DATA SECTION:
|---|

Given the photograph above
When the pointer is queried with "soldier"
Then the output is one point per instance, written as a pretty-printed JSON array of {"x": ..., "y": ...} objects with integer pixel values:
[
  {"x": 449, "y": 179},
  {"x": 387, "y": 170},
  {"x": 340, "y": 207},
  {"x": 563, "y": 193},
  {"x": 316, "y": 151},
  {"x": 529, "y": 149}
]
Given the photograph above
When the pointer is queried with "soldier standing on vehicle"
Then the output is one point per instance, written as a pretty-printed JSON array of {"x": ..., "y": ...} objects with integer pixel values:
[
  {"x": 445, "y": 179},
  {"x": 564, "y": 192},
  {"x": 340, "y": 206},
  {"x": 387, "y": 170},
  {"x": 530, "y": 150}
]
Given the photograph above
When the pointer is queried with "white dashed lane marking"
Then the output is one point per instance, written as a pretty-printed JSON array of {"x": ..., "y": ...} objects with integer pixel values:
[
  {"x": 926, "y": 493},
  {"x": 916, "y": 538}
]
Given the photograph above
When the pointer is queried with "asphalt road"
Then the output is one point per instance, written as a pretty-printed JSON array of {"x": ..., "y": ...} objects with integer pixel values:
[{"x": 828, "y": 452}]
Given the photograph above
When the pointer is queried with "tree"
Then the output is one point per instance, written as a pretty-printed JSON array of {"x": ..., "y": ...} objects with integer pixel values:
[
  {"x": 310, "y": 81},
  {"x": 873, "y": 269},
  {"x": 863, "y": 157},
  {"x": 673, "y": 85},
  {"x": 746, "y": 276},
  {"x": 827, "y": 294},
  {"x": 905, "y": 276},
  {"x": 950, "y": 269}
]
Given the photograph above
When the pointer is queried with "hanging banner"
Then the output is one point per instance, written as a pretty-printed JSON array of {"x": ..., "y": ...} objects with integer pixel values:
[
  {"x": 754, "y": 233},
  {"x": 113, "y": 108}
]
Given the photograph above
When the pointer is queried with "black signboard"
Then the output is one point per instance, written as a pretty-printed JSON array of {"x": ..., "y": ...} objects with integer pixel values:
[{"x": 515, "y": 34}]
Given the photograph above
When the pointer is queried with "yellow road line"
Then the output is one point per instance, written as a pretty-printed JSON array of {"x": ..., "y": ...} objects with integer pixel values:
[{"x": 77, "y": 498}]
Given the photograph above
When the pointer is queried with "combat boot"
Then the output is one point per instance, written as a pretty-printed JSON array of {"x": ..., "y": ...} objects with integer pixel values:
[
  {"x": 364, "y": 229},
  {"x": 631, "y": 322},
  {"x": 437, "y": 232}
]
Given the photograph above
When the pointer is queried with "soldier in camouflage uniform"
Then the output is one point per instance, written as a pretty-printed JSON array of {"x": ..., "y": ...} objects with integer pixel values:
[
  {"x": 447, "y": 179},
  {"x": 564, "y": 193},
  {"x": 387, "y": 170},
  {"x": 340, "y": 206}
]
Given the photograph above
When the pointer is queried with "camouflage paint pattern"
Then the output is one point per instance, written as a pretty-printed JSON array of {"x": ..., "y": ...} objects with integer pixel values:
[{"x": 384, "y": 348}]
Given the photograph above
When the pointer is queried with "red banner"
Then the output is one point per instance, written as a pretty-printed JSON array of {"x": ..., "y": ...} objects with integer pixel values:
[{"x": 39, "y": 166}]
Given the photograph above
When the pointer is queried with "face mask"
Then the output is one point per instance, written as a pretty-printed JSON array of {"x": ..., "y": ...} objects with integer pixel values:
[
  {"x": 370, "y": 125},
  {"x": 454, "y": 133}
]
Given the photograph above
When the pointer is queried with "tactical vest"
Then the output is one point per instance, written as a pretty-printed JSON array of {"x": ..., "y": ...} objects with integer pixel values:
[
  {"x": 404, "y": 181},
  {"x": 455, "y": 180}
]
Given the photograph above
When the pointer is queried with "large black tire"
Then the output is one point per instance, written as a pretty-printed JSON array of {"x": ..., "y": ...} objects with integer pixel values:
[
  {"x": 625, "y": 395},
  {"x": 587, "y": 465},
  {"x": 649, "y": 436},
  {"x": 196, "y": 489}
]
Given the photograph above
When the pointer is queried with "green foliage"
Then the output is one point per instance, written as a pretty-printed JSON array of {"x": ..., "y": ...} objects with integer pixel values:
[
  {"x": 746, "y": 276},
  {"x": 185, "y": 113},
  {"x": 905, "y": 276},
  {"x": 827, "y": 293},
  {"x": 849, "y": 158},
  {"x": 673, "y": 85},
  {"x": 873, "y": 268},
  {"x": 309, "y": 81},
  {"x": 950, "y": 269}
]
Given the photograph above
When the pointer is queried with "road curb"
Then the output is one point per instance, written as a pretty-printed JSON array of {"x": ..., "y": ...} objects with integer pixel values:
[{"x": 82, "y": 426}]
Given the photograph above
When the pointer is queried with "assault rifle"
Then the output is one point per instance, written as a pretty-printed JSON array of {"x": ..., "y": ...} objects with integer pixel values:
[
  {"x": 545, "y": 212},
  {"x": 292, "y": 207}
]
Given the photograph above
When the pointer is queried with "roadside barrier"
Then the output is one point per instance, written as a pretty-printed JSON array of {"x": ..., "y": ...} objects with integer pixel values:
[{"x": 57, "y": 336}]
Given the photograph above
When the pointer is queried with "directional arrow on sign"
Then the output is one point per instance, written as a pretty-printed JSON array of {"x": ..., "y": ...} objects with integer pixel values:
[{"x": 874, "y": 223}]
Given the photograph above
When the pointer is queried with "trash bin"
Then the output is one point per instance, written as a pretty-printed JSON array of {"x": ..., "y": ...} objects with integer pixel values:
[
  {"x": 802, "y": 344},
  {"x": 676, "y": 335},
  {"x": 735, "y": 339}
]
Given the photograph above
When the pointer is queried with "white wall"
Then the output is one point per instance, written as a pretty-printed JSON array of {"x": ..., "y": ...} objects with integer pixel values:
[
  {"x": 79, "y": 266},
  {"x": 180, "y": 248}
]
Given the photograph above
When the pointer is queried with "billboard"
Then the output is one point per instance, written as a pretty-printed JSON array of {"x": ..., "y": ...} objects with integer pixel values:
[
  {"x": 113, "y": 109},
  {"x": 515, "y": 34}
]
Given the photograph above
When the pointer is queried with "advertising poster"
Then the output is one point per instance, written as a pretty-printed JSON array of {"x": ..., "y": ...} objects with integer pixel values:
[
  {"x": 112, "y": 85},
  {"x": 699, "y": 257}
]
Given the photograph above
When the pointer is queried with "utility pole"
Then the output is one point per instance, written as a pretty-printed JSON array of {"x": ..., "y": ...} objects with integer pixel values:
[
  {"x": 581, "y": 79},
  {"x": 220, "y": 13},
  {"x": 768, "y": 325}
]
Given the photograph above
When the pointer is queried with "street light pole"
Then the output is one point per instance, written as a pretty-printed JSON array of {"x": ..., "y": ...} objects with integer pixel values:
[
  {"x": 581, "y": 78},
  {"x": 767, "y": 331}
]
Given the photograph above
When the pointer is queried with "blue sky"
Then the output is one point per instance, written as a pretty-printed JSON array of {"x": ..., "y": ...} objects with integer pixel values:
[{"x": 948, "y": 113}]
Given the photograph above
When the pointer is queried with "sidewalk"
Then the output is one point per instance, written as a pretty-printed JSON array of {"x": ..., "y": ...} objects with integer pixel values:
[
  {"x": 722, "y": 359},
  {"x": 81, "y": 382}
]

|---|

EXERCISE INSTRUCTIONS: Output the full listing exactly as it stands.

RESULT OF THIS EXERCISE:
Given the photograph above
When the pointer is queried with "soldier"
Then the output is one point per instance, written as a pretty-printed JSON array of {"x": ..., "y": ...} objects with integer pixel values:
[
  {"x": 449, "y": 179},
  {"x": 387, "y": 170},
  {"x": 340, "y": 207},
  {"x": 563, "y": 193},
  {"x": 316, "y": 151},
  {"x": 529, "y": 149}
]
Given the photograph above
When the pointer is queried with "soldier standing on vehicle"
Then the output is one point per instance, written as a pretty-printed JSON array of {"x": ..., "y": ...} objects with integer pixel values:
[
  {"x": 445, "y": 179},
  {"x": 564, "y": 192},
  {"x": 340, "y": 206},
  {"x": 387, "y": 170},
  {"x": 530, "y": 150}
]
Given the photograph above
When the pointer is queried with "white dashed lane marking"
Then the output is one point per instance, written as a pretty-printed JSON array of {"x": ..., "y": ...} objects with integer pixel values:
[
  {"x": 926, "y": 493},
  {"x": 916, "y": 538}
]
Given the photograph above
When the pointer is queried with "asphalt road"
Then the output is one point per instance, written as a pretty-printed JSON array of {"x": ..., "y": ...} objects with integer pixel values:
[{"x": 828, "y": 452}]
Given the photograph above
When the pointer is queried with "tree"
Then the output is one point per instance, written as a pretty-printed JSON array of {"x": ..., "y": ...} objects with integer pixel values:
[
  {"x": 310, "y": 81},
  {"x": 873, "y": 269},
  {"x": 863, "y": 157},
  {"x": 673, "y": 85},
  {"x": 746, "y": 276},
  {"x": 827, "y": 294},
  {"x": 905, "y": 276},
  {"x": 950, "y": 269}
]
Given the photograph above
When the pointer is queried with "hanging banner"
Then the output is one point per instance, written as a pretty-printed JSON array of {"x": ..., "y": ...} objects with integer pixel values:
[
  {"x": 754, "y": 233},
  {"x": 113, "y": 108}
]
Given the photograph above
When the pointer is queried with "black signboard"
Then the output is one point per instance, written as a pretty-printed JSON array of {"x": ..., "y": ...} objects with integer pixel values:
[{"x": 515, "y": 34}]
Given the photograph above
When the pointer is queried with "yellow road line"
Then the output is one point per instance, written as a pretty-printed JSON array of {"x": ..., "y": ...} objects with integer pixel values:
[{"x": 77, "y": 498}]
Given the photograph above
When the pointer is queried with "combat boot"
Then the output is one point per instance, written as a pretty-printed JSON array of {"x": ..., "y": ...} objects with integer pixel values:
[
  {"x": 364, "y": 229},
  {"x": 631, "y": 322},
  {"x": 437, "y": 232}
]
Given the photograph above
When the pointer is queried with "soldier in camouflage uniform"
Then the output is one point per instance, written as a pretty-printed JSON array of {"x": ..., "y": ...} objects with integer pixel values:
[
  {"x": 447, "y": 179},
  {"x": 564, "y": 193},
  {"x": 387, "y": 170},
  {"x": 340, "y": 206}
]
Given the photograph above
When the pointer is queried with "camouflage paint pattern"
Then the output is one point per instance, written as a pretty-printed JSON array of {"x": ..., "y": ...} objects with integer pixel values:
[{"x": 384, "y": 348}]
Given the photograph above
When the pointer is queried with "red banner"
Then the output is one point per instance, written as a pretty-printed JSON array of {"x": ..., "y": ...} objects with integer pixel values:
[{"x": 39, "y": 166}]
Given the photograph above
When the pointer is queried with "face mask"
Then the output is one point per instance, written as a pretty-printed JSON array of {"x": ..., "y": ...} objects with integer pixel values:
[
  {"x": 370, "y": 125},
  {"x": 454, "y": 133}
]
Given the photograph above
When the pointer is queried with "tactical vest"
Then the output is one point per instance, written as a pretty-printed JSON array of {"x": ..., "y": ...} objects with integer pixel values:
[
  {"x": 404, "y": 181},
  {"x": 455, "y": 180}
]
Given the photograph above
When the pointer is queried with "large black tire"
Then the output is one point per instance, written as a pretty-printed JSON array of {"x": ..., "y": ...} objects with integer pixel values:
[
  {"x": 625, "y": 395},
  {"x": 587, "y": 465},
  {"x": 649, "y": 436},
  {"x": 196, "y": 489}
]
Given the photograph above
When the pointer is queried with "green foliage"
Then the output is one point per instance, written as a pretty-printed JSON array of {"x": ..., "y": ...} objects with integer pixel values:
[
  {"x": 746, "y": 276},
  {"x": 185, "y": 113},
  {"x": 905, "y": 276},
  {"x": 827, "y": 293},
  {"x": 849, "y": 158},
  {"x": 673, "y": 85},
  {"x": 873, "y": 268},
  {"x": 309, "y": 81},
  {"x": 950, "y": 269}
]
Given the photograph above
When the pointer is queried with "road curb"
Then the output is one point per instance, written as a pretty-printed JSON array of {"x": ..., "y": ...} objects with integer pixel values:
[{"x": 82, "y": 426}]
Given the photograph above
When the pointer is queried with "assault rifle"
Then the output is one point per instance, written as a pretty-printed JSON array of {"x": ..., "y": ...} objects with integer pixel values:
[
  {"x": 545, "y": 212},
  {"x": 292, "y": 207}
]
Given the photograph above
When the pointer is queried with "roadside barrier"
Then the output is one point per instance, written as a pretty-printed JSON array of {"x": ..., "y": ...} objects with integer pixel values:
[{"x": 57, "y": 336}]
Given the photograph above
When the pointer is queried with "directional arrow on sign"
Then the output is one point per instance, written as a pretty-printed JSON array of {"x": ..., "y": ...} objects with integer pixel values:
[{"x": 874, "y": 223}]
Given the photograph above
When the pointer is queried with "trash bin"
Then the output is one point per instance, written as a pretty-printed JSON array of {"x": ..., "y": ...} objects with integer pixel values:
[
  {"x": 802, "y": 344},
  {"x": 676, "y": 335},
  {"x": 735, "y": 339}
]
Given the photograph above
When the pointer is queried with "white wall"
Then the output is one point per instance, written as a pretty-printed JSON array of {"x": ..., "y": ...} objects with integer pixel values:
[
  {"x": 79, "y": 266},
  {"x": 180, "y": 248}
]
Given the photograph above
When the pointer is queried with "billboard"
Then the output is one point per instance, written as a pretty-printed JSON array of {"x": ..., "y": ...} objects with integer pixel values:
[
  {"x": 113, "y": 109},
  {"x": 515, "y": 34}
]
Given the photograph above
When the pointer is queried with "advertising poster"
Then the output is one point per instance, written as a pretty-printed JSON array of {"x": ..., "y": ...} objects with integer pixel values:
[
  {"x": 112, "y": 85},
  {"x": 699, "y": 257}
]
Given the photograph above
When the pointer is queried with "utility pole"
Then the output is one point per instance, written as a pretty-printed JSON array of {"x": ..., "y": ...} objects with integer pixel values:
[
  {"x": 581, "y": 79},
  {"x": 220, "y": 13},
  {"x": 768, "y": 325}
]
Given the photograph above
When the pointer is queried with "street light pole"
Then the output is one point per instance, written as a pretty-printed JSON array of {"x": ..., "y": ...} objects with integer pixel values:
[
  {"x": 581, "y": 78},
  {"x": 767, "y": 331}
]
Given the photograph above
When the pointer is queried with "blue sky"
Then the output is one point per instance, written as a pretty-printed JSON array of {"x": ..., "y": ...} objects with integer pixel values:
[{"x": 948, "y": 113}]
Given the photograph above
When the pointer is queried with "sidewalk"
Then the output is one point per instance, written as a pretty-printed JSON array of {"x": ..., "y": ...} objects with integer pixel values:
[
  {"x": 722, "y": 359},
  {"x": 81, "y": 382}
]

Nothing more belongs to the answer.